### Page excerpt
“From Sea to Shining Sea”—Music to celebrate America’s 250th
Campus Arts Event
“From Sea to Shining Sea”—Music to celebrate America’s 250th
American pianist David Witten celebrates America's 250th Birthday with works by American and Italian-American composers, including pieces tied to George Washington and portraits of Hollywood icons by Castelnuovo-Tedesco.
FREE
Teatro of the Italian Academy
April 16, 2026 | 7:00 pm
Learn more

Repertoire

Alexander Reinagle (1756–1809)
Sonata No. 2 in E Major (1790) (from The Philadelphia Sonatas)
Allegro
Adagio
Allegro
George and Martha Washington engaged Alexander Reinagle to teach piano to their granddaughter, Nelly Custis
Mario Castelnuovo-Tedesco (1895–1968)
Le Stagioni (The Seasons), Op. 33 (1924)
Autunno (Autumn)
Two Film Studies, Op. 67 (1931)
Charlie (Charlot) Allegretto malinconico
Mickey Mouse (Topolino) Moderato
Stars: Four Sketches for Piano, Op. 104 (1940)
(ii) Deanna Durbin
Words and Music by Francis Hopkinson (1737–1791)
Songs for Harpsichord or Fortepiano (1788)
(i) Come, Fair Rosina
(ii) My Love is Gone to Sea
(vi) Over the Hills
Grace Renée Pfleger, mezzo-soprano
Francis Hopkinson, one of the signers of the Declaration of Independence, dedicated these songs to George Washington
Judith Lang Zaimont (b. 1945)
A Calendar Set (1972–78)
November (“November’s sky is chill and drear” – Sir Walter Scott)
July (“The Glorious Fourth!”)
Charles Ives (1874–1954)
Variations on “America” for Organ (1891)
Louis Moreau Gottschalk (1829–1869)
The Banjo (1853)

### Extracted entries
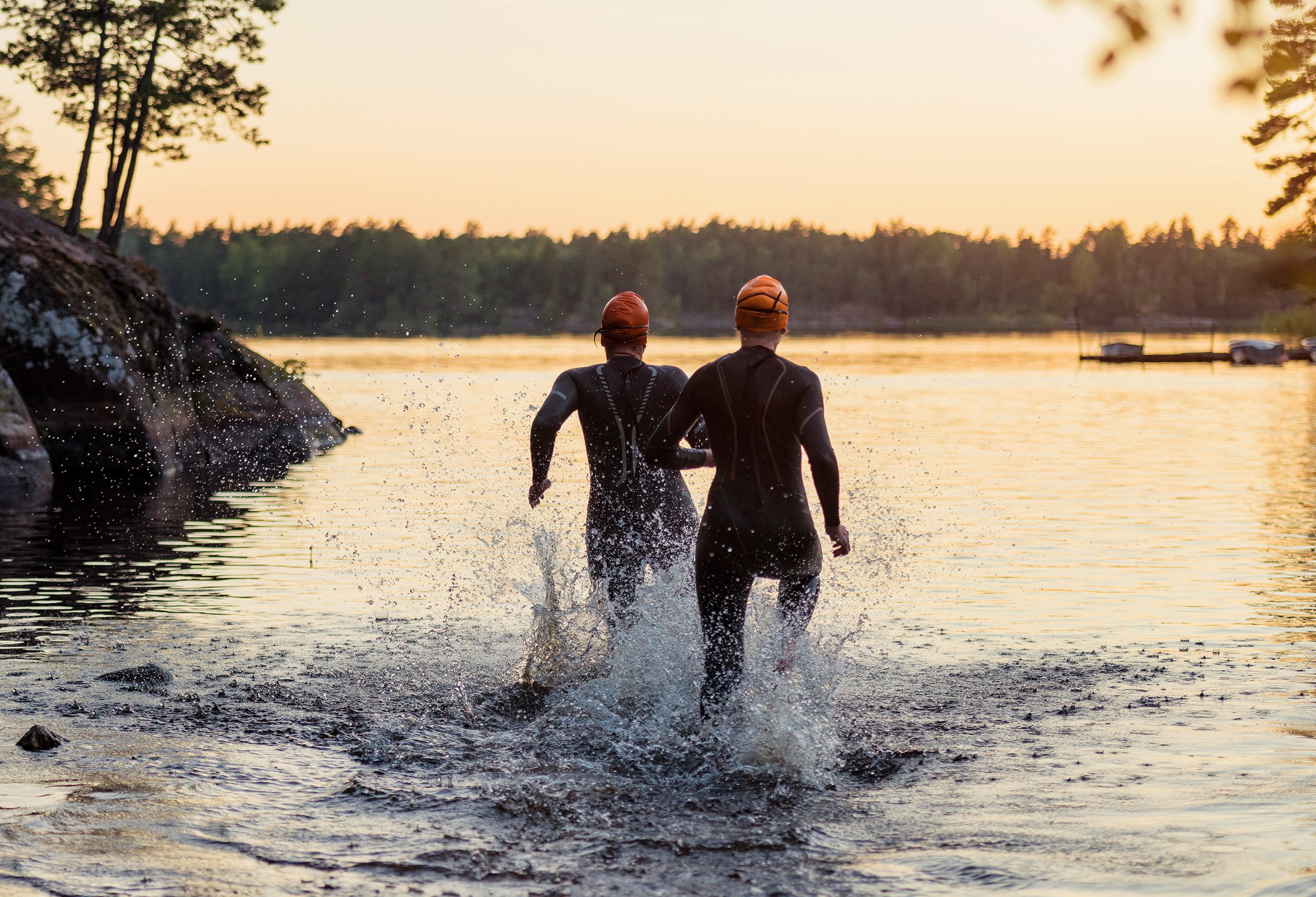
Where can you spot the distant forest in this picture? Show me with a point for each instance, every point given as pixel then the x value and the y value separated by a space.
pixel 369 279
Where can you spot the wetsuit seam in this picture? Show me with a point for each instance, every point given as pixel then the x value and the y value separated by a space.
pixel 616 417
pixel 768 441
pixel 731 414
pixel 813 415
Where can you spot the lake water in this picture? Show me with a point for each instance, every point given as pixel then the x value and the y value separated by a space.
pixel 1070 654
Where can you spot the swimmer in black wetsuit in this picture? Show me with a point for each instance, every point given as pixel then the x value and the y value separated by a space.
pixel 760 411
pixel 639 515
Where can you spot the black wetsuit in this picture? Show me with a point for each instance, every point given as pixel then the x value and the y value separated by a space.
pixel 760 410
pixel 639 515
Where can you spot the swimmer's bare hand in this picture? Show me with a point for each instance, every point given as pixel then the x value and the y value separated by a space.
pixel 537 491
pixel 840 540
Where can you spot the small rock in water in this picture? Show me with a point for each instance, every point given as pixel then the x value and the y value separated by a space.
pixel 38 738
pixel 151 675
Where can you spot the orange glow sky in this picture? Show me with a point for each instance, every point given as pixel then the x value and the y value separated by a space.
pixel 581 115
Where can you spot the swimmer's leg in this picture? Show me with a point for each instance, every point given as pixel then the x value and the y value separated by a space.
pixel 723 589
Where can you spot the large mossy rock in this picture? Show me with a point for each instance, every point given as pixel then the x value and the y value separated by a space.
pixel 119 381
pixel 24 463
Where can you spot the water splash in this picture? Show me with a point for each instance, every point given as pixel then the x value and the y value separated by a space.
pixel 627 702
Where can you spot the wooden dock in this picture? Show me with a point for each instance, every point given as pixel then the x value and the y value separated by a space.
pixel 1160 359
pixel 1297 354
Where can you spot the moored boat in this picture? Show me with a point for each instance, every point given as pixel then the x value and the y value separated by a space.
pixel 1257 352
pixel 1122 350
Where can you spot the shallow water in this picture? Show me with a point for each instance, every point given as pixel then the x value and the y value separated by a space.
pixel 1072 653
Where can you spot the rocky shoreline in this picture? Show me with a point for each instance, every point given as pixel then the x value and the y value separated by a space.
pixel 103 375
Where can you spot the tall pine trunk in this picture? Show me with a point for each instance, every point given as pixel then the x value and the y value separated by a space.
pixel 116 233
pixel 132 141
pixel 107 207
pixel 73 225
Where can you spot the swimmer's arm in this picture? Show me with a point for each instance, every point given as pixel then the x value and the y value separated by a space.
pixel 818 447
pixel 544 432
pixel 698 436
pixel 663 449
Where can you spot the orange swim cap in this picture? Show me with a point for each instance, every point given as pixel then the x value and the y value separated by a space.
pixel 761 305
pixel 626 321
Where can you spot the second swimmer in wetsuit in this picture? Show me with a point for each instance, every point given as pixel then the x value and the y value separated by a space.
pixel 761 411
pixel 639 515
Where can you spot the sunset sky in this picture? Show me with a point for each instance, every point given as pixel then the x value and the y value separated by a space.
pixel 582 115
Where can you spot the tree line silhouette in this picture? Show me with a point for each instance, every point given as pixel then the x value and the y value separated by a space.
pixel 367 279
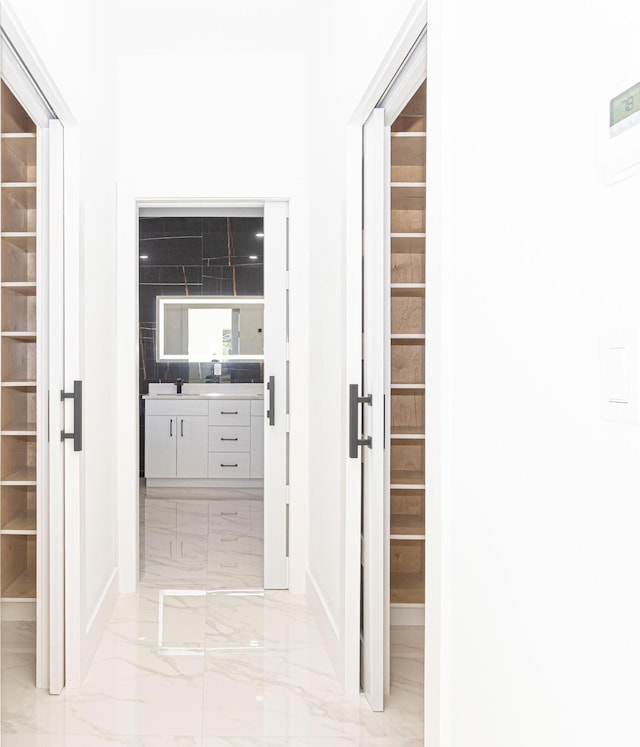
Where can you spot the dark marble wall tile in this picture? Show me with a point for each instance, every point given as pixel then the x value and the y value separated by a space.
pixel 163 227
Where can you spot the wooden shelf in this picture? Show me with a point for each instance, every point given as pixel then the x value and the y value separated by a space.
pixel 407 588
pixel 24 587
pixel 22 476
pixel 19 335
pixel 26 288
pixel 23 523
pixel 19 429
pixel 407 478
pixel 18 359
pixel 403 525
pixel 407 347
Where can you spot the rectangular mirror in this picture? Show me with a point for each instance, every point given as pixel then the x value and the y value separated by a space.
pixel 203 329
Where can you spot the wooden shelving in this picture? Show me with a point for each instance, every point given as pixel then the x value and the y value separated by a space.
pixel 407 343
pixel 18 351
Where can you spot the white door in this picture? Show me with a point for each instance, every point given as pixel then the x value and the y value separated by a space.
pixel 372 453
pixel 276 566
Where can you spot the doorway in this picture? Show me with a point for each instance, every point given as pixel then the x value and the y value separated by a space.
pixel 266 380
pixel 388 414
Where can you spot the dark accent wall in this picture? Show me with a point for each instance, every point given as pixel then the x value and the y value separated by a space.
pixel 194 257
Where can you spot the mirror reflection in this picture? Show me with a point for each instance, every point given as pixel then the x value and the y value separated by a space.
pixel 210 329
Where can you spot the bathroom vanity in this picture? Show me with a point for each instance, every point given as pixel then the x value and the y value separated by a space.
pixel 208 436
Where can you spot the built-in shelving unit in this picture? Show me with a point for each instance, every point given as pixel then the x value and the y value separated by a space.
pixel 407 293
pixel 18 352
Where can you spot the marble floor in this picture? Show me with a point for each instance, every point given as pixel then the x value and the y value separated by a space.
pixel 203 656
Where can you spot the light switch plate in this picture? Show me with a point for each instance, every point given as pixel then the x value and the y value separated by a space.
pixel 619 375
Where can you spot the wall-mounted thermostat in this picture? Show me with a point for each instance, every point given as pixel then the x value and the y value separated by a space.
pixel 619 130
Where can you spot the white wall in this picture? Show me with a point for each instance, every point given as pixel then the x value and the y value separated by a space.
pixel 539 257
pixel 82 70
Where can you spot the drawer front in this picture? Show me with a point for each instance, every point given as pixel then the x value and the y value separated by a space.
pixel 230 412
pixel 229 464
pixel 229 438
pixel 176 407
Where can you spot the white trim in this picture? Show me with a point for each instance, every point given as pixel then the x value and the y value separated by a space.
pixel 328 628
pixel 201 212
pixel 407 614
pixel 130 198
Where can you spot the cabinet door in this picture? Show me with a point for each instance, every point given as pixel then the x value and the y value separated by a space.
pixel 193 446
pixel 160 446
pixel 257 447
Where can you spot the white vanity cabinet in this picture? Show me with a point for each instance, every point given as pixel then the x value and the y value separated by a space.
pixel 195 441
pixel 176 438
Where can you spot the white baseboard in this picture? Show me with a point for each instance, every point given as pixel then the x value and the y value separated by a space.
pixel 18 610
pixel 327 625
pixel 98 622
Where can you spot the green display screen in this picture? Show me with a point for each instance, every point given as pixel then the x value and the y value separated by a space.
pixel 625 104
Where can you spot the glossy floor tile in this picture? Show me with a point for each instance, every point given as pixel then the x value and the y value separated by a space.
pixel 202 656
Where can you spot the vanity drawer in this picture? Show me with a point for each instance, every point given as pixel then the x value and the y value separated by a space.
pixel 229 464
pixel 230 412
pixel 176 407
pixel 229 438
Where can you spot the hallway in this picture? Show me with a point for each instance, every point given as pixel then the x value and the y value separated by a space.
pixel 201 656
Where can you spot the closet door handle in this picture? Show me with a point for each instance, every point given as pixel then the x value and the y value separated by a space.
pixel 76 396
pixel 271 388
pixel 354 401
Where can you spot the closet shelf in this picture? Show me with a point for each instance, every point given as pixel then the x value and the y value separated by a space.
pixel 24 476
pixel 22 523
pixel 19 335
pixel 18 185
pixel 407 588
pixel 19 429
pixel 24 587
pixel 27 287
pixel 407 526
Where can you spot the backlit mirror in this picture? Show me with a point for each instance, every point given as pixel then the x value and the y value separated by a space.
pixel 210 328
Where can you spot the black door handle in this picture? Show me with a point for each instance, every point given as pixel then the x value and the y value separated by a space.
pixel 271 412
pixel 76 396
pixel 354 401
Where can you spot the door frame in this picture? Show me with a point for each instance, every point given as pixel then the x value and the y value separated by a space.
pixel 130 198
pixel 61 545
pixel 438 643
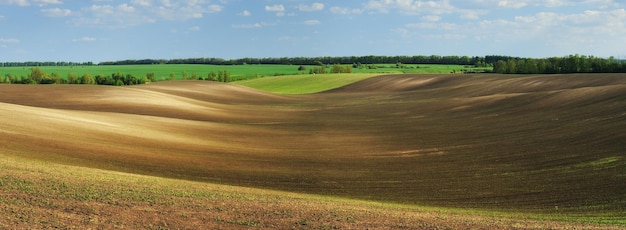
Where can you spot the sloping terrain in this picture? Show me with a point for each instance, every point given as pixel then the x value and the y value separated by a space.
pixel 526 143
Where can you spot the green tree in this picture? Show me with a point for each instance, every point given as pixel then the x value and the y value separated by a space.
pixel 37 75
pixel 212 76
pixel 151 77
pixel 72 78
pixel 87 79
pixel 55 78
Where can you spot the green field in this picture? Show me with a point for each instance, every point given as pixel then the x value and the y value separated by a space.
pixel 352 151
pixel 303 84
pixel 238 72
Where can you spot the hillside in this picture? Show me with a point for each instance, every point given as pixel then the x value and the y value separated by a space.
pixel 537 144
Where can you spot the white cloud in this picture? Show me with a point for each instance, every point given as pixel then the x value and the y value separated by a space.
pixel 245 13
pixel 248 26
pixel 15 2
pixel 512 4
pixel 411 7
pixel 138 12
pixel 144 3
pixel 312 22
pixel 47 2
pixel 84 39
pixel 314 7
pixel 56 12
pixel 431 18
pixel 279 9
pixel 342 10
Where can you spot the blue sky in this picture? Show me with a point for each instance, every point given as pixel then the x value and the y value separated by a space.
pixel 109 30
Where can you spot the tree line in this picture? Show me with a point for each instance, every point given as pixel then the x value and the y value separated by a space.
pixel 345 60
pixel 553 65
pixel 39 76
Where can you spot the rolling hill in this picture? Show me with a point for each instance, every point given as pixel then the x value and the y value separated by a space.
pixel 520 143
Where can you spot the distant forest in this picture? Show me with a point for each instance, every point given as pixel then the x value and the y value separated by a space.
pixel 500 64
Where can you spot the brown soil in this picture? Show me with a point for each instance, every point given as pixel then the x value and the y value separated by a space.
pixel 473 141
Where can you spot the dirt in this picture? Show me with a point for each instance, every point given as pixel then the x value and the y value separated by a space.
pixel 472 141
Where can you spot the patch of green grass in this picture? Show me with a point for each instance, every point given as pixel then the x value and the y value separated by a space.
pixel 238 72
pixel 39 194
pixel 303 84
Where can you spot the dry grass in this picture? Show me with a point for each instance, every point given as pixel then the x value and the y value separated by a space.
pixel 40 195
pixel 550 146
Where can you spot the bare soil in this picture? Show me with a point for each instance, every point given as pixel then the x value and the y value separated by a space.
pixel 500 142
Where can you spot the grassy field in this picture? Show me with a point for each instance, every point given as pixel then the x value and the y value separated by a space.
pixel 396 151
pixel 304 84
pixel 44 195
pixel 238 72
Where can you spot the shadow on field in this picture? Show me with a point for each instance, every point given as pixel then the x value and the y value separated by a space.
pixel 522 142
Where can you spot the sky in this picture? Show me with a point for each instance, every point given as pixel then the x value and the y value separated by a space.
pixel 110 30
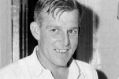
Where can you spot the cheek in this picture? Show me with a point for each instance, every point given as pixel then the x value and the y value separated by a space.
pixel 74 42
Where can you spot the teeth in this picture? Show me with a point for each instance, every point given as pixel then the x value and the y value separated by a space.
pixel 61 50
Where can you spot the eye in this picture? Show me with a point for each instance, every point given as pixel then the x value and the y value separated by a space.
pixel 74 31
pixel 53 30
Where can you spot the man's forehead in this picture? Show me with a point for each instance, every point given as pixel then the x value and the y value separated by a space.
pixel 60 14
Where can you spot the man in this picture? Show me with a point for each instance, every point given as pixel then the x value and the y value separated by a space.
pixel 55 27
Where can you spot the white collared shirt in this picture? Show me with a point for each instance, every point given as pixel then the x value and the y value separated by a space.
pixel 30 68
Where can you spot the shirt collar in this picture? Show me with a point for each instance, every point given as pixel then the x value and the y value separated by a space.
pixel 36 69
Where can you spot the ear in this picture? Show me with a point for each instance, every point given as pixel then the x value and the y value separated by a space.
pixel 35 30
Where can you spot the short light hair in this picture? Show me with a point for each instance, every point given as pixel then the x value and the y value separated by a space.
pixel 51 5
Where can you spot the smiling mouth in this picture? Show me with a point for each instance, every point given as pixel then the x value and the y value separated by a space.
pixel 62 51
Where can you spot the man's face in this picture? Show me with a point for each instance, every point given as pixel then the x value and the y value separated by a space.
pixel 58 37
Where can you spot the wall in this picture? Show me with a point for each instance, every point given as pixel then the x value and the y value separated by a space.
pixel 109 38
pixel 5 32
pixel 108 35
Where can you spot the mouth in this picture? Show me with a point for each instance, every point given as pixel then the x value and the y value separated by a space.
pixel 62 51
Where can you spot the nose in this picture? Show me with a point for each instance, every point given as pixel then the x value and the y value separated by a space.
pixel 66 40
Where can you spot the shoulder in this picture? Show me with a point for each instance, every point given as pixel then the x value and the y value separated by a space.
pixel 87 70
pixel 14 70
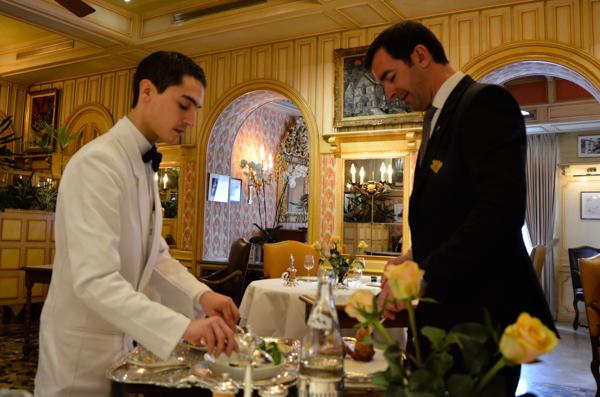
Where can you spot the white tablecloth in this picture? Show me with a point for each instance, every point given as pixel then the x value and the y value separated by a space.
pixel 275 310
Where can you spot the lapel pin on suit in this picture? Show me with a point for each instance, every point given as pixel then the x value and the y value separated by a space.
pixel 436 165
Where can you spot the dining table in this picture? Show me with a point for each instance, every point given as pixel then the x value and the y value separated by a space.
pixel 272 309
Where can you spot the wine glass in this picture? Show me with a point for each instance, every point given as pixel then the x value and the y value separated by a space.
pixel 309 263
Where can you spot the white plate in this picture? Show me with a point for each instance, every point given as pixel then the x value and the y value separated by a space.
pixel 149 360
pixel 193 346
pixel 236 369
pixel 287 376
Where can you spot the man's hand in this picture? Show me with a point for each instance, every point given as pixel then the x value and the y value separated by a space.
pixel 386 292
pixel 212 332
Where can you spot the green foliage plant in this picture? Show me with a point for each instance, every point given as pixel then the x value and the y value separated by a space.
pixel 23 195
pixel 6 160
pixel 266 237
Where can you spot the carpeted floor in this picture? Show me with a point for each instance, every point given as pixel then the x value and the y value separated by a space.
pixel 14 372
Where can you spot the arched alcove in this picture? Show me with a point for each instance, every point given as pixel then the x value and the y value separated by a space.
pixel 217 138
pixel 526 58
pixel 89 120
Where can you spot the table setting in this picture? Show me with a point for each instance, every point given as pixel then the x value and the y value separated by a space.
pixel 190 366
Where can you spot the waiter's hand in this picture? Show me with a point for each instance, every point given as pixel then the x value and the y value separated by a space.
pixel 217 305
pixel 386 292
pixel 212 332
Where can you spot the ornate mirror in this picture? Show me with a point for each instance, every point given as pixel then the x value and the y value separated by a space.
pixel 373 205
pixel 291 171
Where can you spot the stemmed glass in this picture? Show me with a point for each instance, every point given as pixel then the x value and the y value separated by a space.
pixel 309 263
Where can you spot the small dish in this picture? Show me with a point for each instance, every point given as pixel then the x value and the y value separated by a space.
pixel 145 358
pixel 193 346
pixel 287 375
pixel 236 368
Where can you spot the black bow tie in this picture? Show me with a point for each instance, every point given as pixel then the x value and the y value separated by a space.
pixel 153 155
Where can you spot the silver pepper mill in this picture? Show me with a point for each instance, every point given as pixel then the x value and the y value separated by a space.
pixel 291 279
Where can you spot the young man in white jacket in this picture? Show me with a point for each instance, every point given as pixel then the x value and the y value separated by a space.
pixel 110 256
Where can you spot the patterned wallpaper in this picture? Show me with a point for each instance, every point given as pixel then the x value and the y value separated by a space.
pixel 328 213
pixel 263 127
pixel 219 160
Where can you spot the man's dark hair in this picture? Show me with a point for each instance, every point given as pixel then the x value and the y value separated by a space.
pixel 400 41
pixel 164 69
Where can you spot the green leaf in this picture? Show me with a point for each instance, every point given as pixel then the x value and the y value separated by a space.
pixel 471 330
pixel 440 363
pixel 428 300
pixel 395 358
pixel 380 379
pixel 421 380
pixel 435 335
pixel 369 340
pixel 460 385
pixel 495 388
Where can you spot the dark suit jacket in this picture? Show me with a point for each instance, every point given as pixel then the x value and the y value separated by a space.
pixel 466 218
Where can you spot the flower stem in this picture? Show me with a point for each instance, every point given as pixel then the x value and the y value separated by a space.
pixel 413 326
pixel 487 377
pixel 379 327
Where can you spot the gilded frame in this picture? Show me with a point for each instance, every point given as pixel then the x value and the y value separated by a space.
pixel 349 111
pixel 40 106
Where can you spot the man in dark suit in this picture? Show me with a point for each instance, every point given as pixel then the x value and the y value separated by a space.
pixel 468 202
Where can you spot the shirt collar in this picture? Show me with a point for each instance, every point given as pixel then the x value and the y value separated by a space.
pixel 446 89
pixel 140 139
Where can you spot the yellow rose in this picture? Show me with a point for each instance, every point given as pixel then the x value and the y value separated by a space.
pixel 525 340
pixel 362 246
pixel 405 280
pixel 362 299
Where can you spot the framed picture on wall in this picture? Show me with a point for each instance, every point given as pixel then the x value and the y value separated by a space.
pixel 40 107
pixel 235 190
pixel 358 99
pixel 590 205
pixel 588 146
pixel 218 188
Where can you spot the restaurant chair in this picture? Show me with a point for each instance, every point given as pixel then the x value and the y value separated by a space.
pixel 232 277
pixel 574 255
pixel 538 254
pixel 277 258
pixel 590 275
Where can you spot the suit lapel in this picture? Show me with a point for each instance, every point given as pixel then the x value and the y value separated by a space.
pixel 157 227
pixel 440 128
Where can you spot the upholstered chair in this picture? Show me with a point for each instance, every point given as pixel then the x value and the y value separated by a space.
pixel 574 255
pixel 277 258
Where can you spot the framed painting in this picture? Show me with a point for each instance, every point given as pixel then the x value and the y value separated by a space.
pixel 358 99
pixel 588 146
pixel 590 205
pixel 218 188
pixel 40 107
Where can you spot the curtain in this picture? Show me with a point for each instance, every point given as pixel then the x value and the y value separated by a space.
pixel 542 153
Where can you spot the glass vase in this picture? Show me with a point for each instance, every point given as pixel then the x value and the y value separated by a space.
pixel 340 274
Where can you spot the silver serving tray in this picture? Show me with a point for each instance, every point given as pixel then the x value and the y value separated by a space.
pixel 174 376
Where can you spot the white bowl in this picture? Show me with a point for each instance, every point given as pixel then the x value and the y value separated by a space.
pixel 235 367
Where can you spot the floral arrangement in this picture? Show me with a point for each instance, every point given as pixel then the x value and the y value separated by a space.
pixel 340 264
pixel 258 175
pixel 408 375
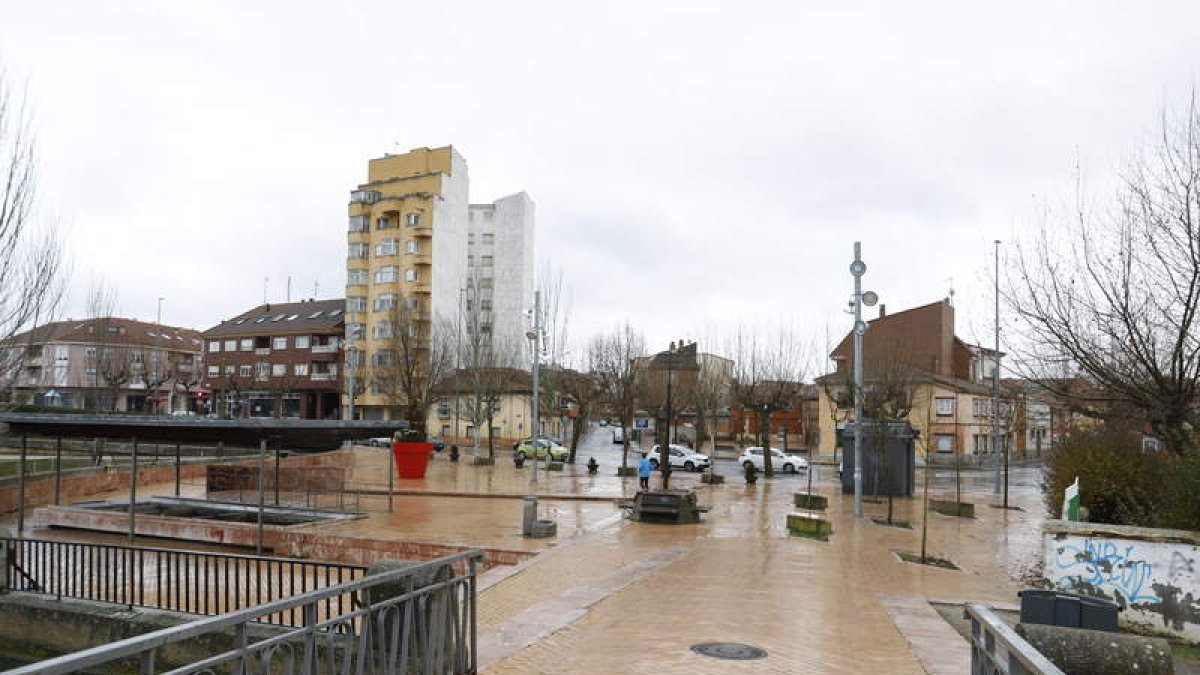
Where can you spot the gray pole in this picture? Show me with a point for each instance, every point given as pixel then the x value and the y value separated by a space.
pixel 21 487
pixel 995 378
pixel 535 335
pixel 858 269
pixel 262 470
pixel 133 487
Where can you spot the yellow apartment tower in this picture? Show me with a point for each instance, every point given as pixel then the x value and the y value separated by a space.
pixel 407 252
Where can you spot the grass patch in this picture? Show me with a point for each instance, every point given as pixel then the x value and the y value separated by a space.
pixel 930 560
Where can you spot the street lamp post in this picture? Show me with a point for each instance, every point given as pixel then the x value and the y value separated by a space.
pixel 858 268
pixel 665 447
pixel 534 336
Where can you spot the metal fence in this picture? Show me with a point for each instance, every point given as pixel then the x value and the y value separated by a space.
pixel 420 619
pixel 997 650
pixel 179 580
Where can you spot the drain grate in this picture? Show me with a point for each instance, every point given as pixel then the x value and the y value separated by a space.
pixel 735 651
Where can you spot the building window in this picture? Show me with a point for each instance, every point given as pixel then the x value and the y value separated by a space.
pixel 387 274
pixel 385 302
pixel 388 248
pixel 945 442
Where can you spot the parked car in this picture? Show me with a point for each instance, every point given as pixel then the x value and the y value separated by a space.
pixel 681 457
pixel 787 464
pixel 544 448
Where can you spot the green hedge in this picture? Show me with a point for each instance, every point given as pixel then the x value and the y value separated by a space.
pixel 1121 484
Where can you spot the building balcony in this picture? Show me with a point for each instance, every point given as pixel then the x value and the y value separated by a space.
pixel 364 196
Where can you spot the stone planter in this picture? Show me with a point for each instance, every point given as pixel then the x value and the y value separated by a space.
pixel 808 525
pixel 947 507
pixel 811 502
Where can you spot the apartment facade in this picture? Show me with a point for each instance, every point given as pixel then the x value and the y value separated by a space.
pixel 947 382
pixel 406 261
pixel 499 269
pixel 280 360
pixel 108 364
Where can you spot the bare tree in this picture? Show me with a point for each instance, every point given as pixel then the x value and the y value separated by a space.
pixel 767 377
pixel 417 353
pixel 31 257
pixel 1115 296
pixel 613 359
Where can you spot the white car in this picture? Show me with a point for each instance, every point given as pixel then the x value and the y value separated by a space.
pixel 787 464
pixel 681 458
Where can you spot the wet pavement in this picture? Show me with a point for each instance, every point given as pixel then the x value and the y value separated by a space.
pixel 609 595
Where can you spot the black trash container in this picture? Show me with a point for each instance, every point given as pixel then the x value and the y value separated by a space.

### Tasks to complete
**A)** In the concert listing, who engaged Alexander Reinagle to teach piano to Nelly Custis?
**B)** Reproduce the part of the concert listing starting at "Charlie (Charlot) Allegretto" and ending at "Zaimont (b. 1945)".
The entries aren't needed for any of this.

### The replies
**A)** George and Martha Washington

**B)**
Charlie (Charlot) Allegretto malinconico
Mickey Mouse (Topolino) Moderato
Stars: Four Sketches for Piano, Op. 104 (1940)
(ii) Deanna Durbin
Words and Music by Francis Hopkinson (1737–1791)
Songs for Harpsichord or Fortepiano (1788)
(i) Come, Fair Rosina
(ii) My Love is Gone to Sea
(vi) Over the Hills
Grace Renée Pfleger, mezzo-soprano
Francis Hopkinson, one of the signers of the Declaration of Independence, dedicated these songs to George Washington
Judith Lang Zaimont (b. 1945)